*** DOCUMENT EXTRACT ***

In Plato, ‘wonder’ is very often an ironical or negative term, used in the context of negative – including ironic or sarcastic – accounts or ignorant, deluded or mischievous attitudes and behaviour. Where wonder does have positive or elevated connotations – for example in the ‘ascent’ of the Symposium – it may nevertheless be a temporary, transitional experience, not a desirable long-term attitude. (And these two features – the ‘suspicious’ use of the term, and wonder as a preliminary experiential stage – may be paralleled by, respectively, many negative appearances of thauma in Tragedy, and Aristotle’s account of wonder as the starting-point for intellectual enquiry (Metaphysics 1, 982b).)

We contrast this dynamic with later developments in the Platonic tradition – exemplified by Galen and Proclus. For Galen, wonder is not just the starting-point for intellectual enquiry, but also its end-point – the appropriate attitude of religious awe in the face of the operations of the universe, especially the phenomena of anatomy and physiology, which manifest a marvellous and intricate intelligent design. Yet this theoretical wonder (in e.g. The Function of the Parts, Natural Capacities)sits alongside completely different connotations in his medical narratives (e.g. Prognosis, Simple Drugs). Here – reflecting the above background – thauma is either something fraudulently produced by others, or else an ignorant reaction to Galen’s apparently ‘miraculous’ cures. Rhetorically, the discourse operates on two levels, simultaneously encouraging that reaction of wonder and denying its validity (there is a perfectly rational explanation, no ‘wonder’). Proclus, meanwhile (in his Commentary on Parmenides), performs an extraordinary transformation on the Platonic text, turning a series of ironic, everyday uses of ‘amazement’ terminology by Socrates (‘I would be amazed if …’) into the discovery of undreamt-of metaphysical complexities which do, indeed, demand our constant wonder and admiration.

Beginning from a close consideration of the use of ‘wonder’ terms (esp. thauma and cognates), the paper proceeds by investigating their varying dialectical contexts and uses, within Plato and within two of his much later ‘followers’, Galen and (much more briefly) Proclus. Tracing a development – in some senses a reversal – within the Platonic tradition, we point to different ways in which ‘wonder’ is used to construct and delimit intellectual and, indeed, emotional communities in Graeco-Roman philosophical and medical contexts.

*** End of DOCUMENT EXTRACT ***

### REQUIRED ACTION 1
In the passage on wonder in the Platonic tradition, where does Aristotle give his account of wonder as the starting-point for intellectual enquiry?
### REQUIRED ACTION 2
From the passage on wonder in the Platonic tradition, translate this sentence into French: "We contrast this dynamic with later developments in the Platonic tradition – exemplified by Galen and Proclus."
### REQUIRED ACTION 3
From the passage on wonder in the Platonic tradition, write out the text starting with "Beginning from a" and going on through "and medical contexts.", renaming "dialectical" as "rhetorical".

*** SUPPLIED INFORMATION ***

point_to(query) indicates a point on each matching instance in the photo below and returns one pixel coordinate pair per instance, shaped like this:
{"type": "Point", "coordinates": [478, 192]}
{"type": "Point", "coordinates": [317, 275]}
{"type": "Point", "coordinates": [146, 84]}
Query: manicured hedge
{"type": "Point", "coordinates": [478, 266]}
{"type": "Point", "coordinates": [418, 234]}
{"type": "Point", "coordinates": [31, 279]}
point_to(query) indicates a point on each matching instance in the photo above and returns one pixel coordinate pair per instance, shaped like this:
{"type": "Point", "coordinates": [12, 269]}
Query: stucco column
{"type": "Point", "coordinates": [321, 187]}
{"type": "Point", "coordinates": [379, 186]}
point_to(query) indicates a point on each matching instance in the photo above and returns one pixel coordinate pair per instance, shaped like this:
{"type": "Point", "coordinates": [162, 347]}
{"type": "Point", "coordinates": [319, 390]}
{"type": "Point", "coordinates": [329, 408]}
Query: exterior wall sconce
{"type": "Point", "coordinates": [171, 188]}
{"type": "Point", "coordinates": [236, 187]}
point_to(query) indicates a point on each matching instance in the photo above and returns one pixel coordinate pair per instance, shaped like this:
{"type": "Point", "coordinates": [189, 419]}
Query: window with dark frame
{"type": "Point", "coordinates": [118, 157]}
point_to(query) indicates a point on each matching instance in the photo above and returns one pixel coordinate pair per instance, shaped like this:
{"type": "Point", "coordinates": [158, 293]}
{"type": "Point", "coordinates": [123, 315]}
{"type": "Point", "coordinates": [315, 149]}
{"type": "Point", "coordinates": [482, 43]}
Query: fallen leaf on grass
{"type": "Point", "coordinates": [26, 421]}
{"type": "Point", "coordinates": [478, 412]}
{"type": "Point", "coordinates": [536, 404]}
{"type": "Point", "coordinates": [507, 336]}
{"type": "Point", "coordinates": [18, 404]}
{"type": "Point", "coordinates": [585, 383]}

*** End of SUPPLIED INFORMATION ***

### FINAL ANSWER 1
Metaphysics 1, 982b.

### FINAL ANSWER 2
Nous opposons cette dynamique aux développements ultérieurs de la tradition platonicienne, illustrés par Galien et Proclus.

### FINAL ANSWER 3
Beginning from a close consideration of the use of ‘wonder’ terms (esp. thauma and cognates), the paper proceeds by investigating their varying rhetorical contexts and uses, within Plato and within two of his much later ‘followers’, Galen and (much more briefly) Proclus. Tracing a development – in some senses a reversal – within the Platonic tradition, we point to different ways in which ‘wonder’ is used to construct and delimit intellectual and, indeed, emotional communities in Graeco-Roman philosophical and medical contexts.